EXERCISE MATERIAL:
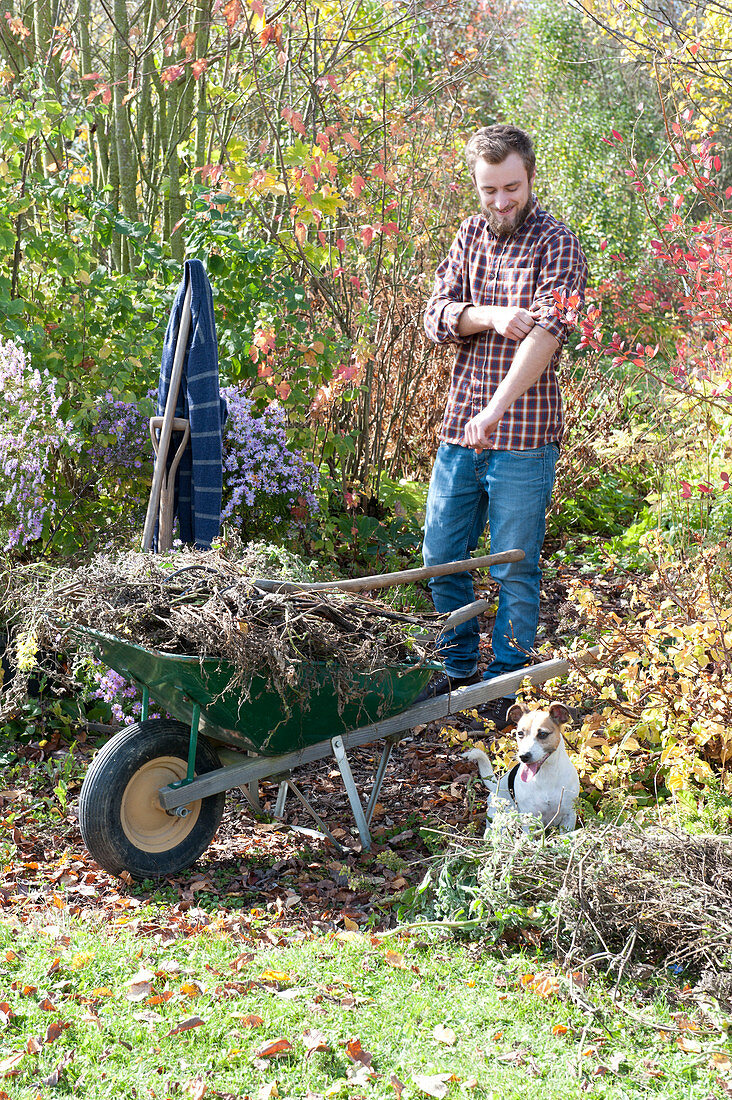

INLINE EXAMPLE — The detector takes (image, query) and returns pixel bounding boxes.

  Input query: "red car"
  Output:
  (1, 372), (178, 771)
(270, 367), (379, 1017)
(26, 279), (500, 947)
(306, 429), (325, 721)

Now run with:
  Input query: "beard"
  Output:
(483, 188), (534, 237)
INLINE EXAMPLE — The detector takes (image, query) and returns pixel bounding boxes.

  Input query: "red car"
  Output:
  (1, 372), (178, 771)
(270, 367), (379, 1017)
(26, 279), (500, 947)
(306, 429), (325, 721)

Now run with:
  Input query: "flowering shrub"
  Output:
(0, 340), (81, 549)
(86, 392), (150, 474)
(0, 341), (149, 550)
(221, 386), (318, 538)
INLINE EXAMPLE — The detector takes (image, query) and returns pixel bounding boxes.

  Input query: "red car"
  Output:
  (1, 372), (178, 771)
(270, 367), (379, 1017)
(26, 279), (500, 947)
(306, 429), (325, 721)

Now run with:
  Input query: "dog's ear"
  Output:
(506, 703), (529, 726)
(547, 703), (571, 726)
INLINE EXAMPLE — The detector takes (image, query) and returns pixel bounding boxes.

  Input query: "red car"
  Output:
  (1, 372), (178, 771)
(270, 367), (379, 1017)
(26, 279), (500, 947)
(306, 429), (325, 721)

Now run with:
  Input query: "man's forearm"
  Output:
(488, 326), (559, 417)
(465, 326), (559, 451)
(458, 306), (535, 340)
(458, 306), (493, 337)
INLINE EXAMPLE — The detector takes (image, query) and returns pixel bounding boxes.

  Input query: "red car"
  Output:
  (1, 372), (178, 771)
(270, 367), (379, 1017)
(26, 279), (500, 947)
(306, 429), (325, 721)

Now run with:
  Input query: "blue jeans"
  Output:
(423, 443), (559, 680)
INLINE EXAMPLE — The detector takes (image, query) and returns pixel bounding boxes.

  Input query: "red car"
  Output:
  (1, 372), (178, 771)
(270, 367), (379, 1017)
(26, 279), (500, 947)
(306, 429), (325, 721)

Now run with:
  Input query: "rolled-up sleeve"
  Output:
(425, 226), (470, 343)
(532, 230), (588, 345)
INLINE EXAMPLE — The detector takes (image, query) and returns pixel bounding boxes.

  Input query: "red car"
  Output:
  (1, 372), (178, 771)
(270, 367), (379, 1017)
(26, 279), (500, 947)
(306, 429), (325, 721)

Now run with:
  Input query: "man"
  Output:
(422, 125), (587, 729)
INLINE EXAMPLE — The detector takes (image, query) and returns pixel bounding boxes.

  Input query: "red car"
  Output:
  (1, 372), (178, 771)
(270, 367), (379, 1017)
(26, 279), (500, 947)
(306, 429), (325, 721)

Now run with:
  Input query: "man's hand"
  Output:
(491, 306), (535, 340)
(465, 405), (501, 454)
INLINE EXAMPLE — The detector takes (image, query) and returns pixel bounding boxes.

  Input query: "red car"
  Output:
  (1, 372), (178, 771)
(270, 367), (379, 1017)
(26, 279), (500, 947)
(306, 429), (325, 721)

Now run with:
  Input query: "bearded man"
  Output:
(420, 125), (587, 729)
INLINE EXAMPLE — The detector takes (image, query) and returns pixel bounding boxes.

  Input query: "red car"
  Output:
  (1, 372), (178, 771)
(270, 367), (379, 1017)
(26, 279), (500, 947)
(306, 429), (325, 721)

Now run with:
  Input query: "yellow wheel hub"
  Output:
(120, 757), (200, 851)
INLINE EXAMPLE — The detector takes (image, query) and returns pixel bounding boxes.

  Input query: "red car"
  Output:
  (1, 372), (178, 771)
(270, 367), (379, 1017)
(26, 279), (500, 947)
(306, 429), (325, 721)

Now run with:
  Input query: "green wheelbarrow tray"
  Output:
(73, 626), (443, 756)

WHAT YOU SHOULD DO:
Can you lay out every line of the records above as a Markdown table with the columns Row and Line, numbering the rows and skipping blank lines? Leave the pictures out.

SOLUTION TO THIS EXERCISE:
| Row | Line |
|---|---|
| 1 | INLINE EXAMPLE — The detector takes (image, query) and returns pixel bounding boxes. |
| 2 |   Input query: "red car" |
| 3 |   Output: |
| 4 |   (1, 372), (178, 771) |
| 5 | (270, 367), (379, 1017) |
| 6 | (26, 279), (500, 947) |
| 7 | (306, 429), (325, 721) |
| 8 | Now run with: |
| 9 |   Input query: "beard" |
| 10 |   Output: |
| 11 | (483, 188), (534, 237) |
| 12 | INLINE EXAMPLE — The detector takes (image, query) and returns pixel bounding boxes. |
| 13 |   Input query: "red car" |
| 14 |   Output: |
| 15 |   (1, 372), (178, 771) |
| 16 | (270, 367), (379, 1017) |
| 17 | (26, 279), (500, 947) |
| 18 | (306, 429), (325, 721) |
| 19 | Now run with: |
| 20 |   Input query: "flowering shrub" |
| 21 |   Output: |
| 22 | (0, 340), (81, 549) |
| 23 | (86, 392), (150, 474) |
| 24 | (0, 341), (149, 550) |
| 25 | (221, 386), (318, 538) |
| 26 | INLINE EXAMPLE — The detector takes (image, query) and returns pixel bounding boxes. |
| 27 |   Input query: "red car" |
| 28 |   Output: |
| 29 |   (1, 372), (178, 771) |
| 30 | (270, 367), (379, 1017) |
| 31 | (26, 279), (500, 947) |
| 32 | (306, 429), (325, 721) |
| 33 | Now run with: |
| 34 |   Input query: "dog's ear" |
| 35 |   Output: |
| 36 | (506, 703), (529, 726) |
| 37 | (547, 703), (571, 726) |
| 38 | INLINE EXAMPLE — The detector takes (image, query) and returns pixel bounding boxes. |
| 39 |   Input query: "red car" |
| 40 |   Output: |
| 41 |   (1, 372), (178, 771) |
| 42 | (270, 367), (379, 1017) |
| 43 | (26, 279), (500, 947) |
| 44 | (306, 429), (325, 721) |
| 45 | Now run with: |
| 46 |   Input query: "man's forearm" |
| 47 |   Output: |
| 48 | (488, 326), (559, 417) |
| 49 | (465, 326), (559, 451) |
| 50 | (458, 306), (535, 340) |
| 51 | (458, 306), (493, 337) |
| 52 | INLINE EXAMPLE — The detector takes (image, query) and returns pixel bounding boxes. |
| 53 |   Input query: "red car" |
| 54 |   Output: |
| 55 |   (1, 372), (178, 771) |
| 56 | (270, 367), (379, 1017) |
| 57 | (26, 279), (500, 947) |
| 58 | (306, 429), (325, 721) |
| 59 | Now run with: |
| 60 |   Input query: "blue jeans" |
| 61 |   Output: |
| 62 | (423, 443), (559, 680) |
| 63 | INLINE EXAMPLE — The detector takes (image, query) and returns pixel bounding boxes. |
| 64 |   Input query: "red car" |
| 65 |   Output: |
| 66 |   (1, 372), (178, 771) |
| 67 | (270, 367), (379, 1017) |
| 68 | (26, 279), (500, 947) |
| 69 | (306, 429), (325, 721) |
| 70 | Now run with: |
| 71 |   Input query: "rolled-up sleeve" |
| 72 |   Output: |
| 73 | (425, 226), (470, 343) |
| 74 | (532, 230), (588, 345) |
| 75 | INLINE EXAMPLE — The detector takes (image, query) and returns pixel bounding boxes. |
| 76 |   Input query: "red car" |
| 77 |   Output: |
| 78 |   (1, 372), (178, 771) |
| 79 | (270, 367), (379, 1017) |
| 80 | (26, 279), (500, 947) |
| 81 | (306, 429), (325, 721) |
| 82 | Now run with: |
| 83 |   Input query: "man" |
| 84 |   Output: |
| 85 | (422, 125), (587, 729) |
| 86 | INLINE EXAMPLE — The detector takes (image, query) and returns pixel bounding boxes. |
| 87 |   Input query: "red car" |
| 88 |   Output: |
| 89 |   (1, 372), (178, 771) |
| 90 | (270, 367), (379, 1017) |
| 91 | (26, 279), (500, 947) |
| 92 | (306, 429), (325, 721) |
| 93 | Now run with: |
| 94 |   Input query: "man's hand" |
| 95 |   Output: |
| 96 | (491, 306), (535, 340) |
| 97 | (465, 405), (501, 454) |
| 98 | INLINE EXAMPLE — The detector takes (image, query) and returns pixel bounding boxes. |
| 99 |   Input query: "red car" |
| 100 |   Output: |
| 101 |   (1, 372), (178, 771) |
| 102 | (270, 367), (379, 1017) |
| 103 | (26, 279), (500, 947) |
| 104 | (306, 429), (325, 721) |
| 105 | Now run with: |
| 106 |   Input query: "bearded man" |
| 107 |   Output: |
| 108 | (420, 125), (587, 729) |
| 109 | INLINE EXAMPLE — The detector takes (image, query) and returns pixel bounding boxes. |
| 110 |   Input query: "red car" |
| 111 |   Output: |
| 112 |   (1, 372), (178, 771) |
| 113 | (270, 367), (379, 1017) |
| 114 | (26, 279), (500, 947) |
| 115 | (306, 429), (325, 721) |
| 116 | Now run with: |
| 117 |   Input query: "yellow wheel hub" |
| 118 |   Output: |
| 119 | (120, 757), (200, 851) |
| 120 | INLINE EXAMPLE — The detector takes (image, query) and returns pixel bounding boxes. |
| 121 |   Input query: "red car" |
| 122 |   Output: |
| 123 |   (1, 372), (178, 771) |
| 124 | (270, 367), (379, 1017) |
| 125 | (26, 279), (500, 947) |
| 126 | (306, 429), (325, 721) |
| 127 | Now run with: |
| 128 |   Input query: "green wheelbarrow tray" |
| 129 |   Output: |
| 130 | (73, 626), (443, 756) |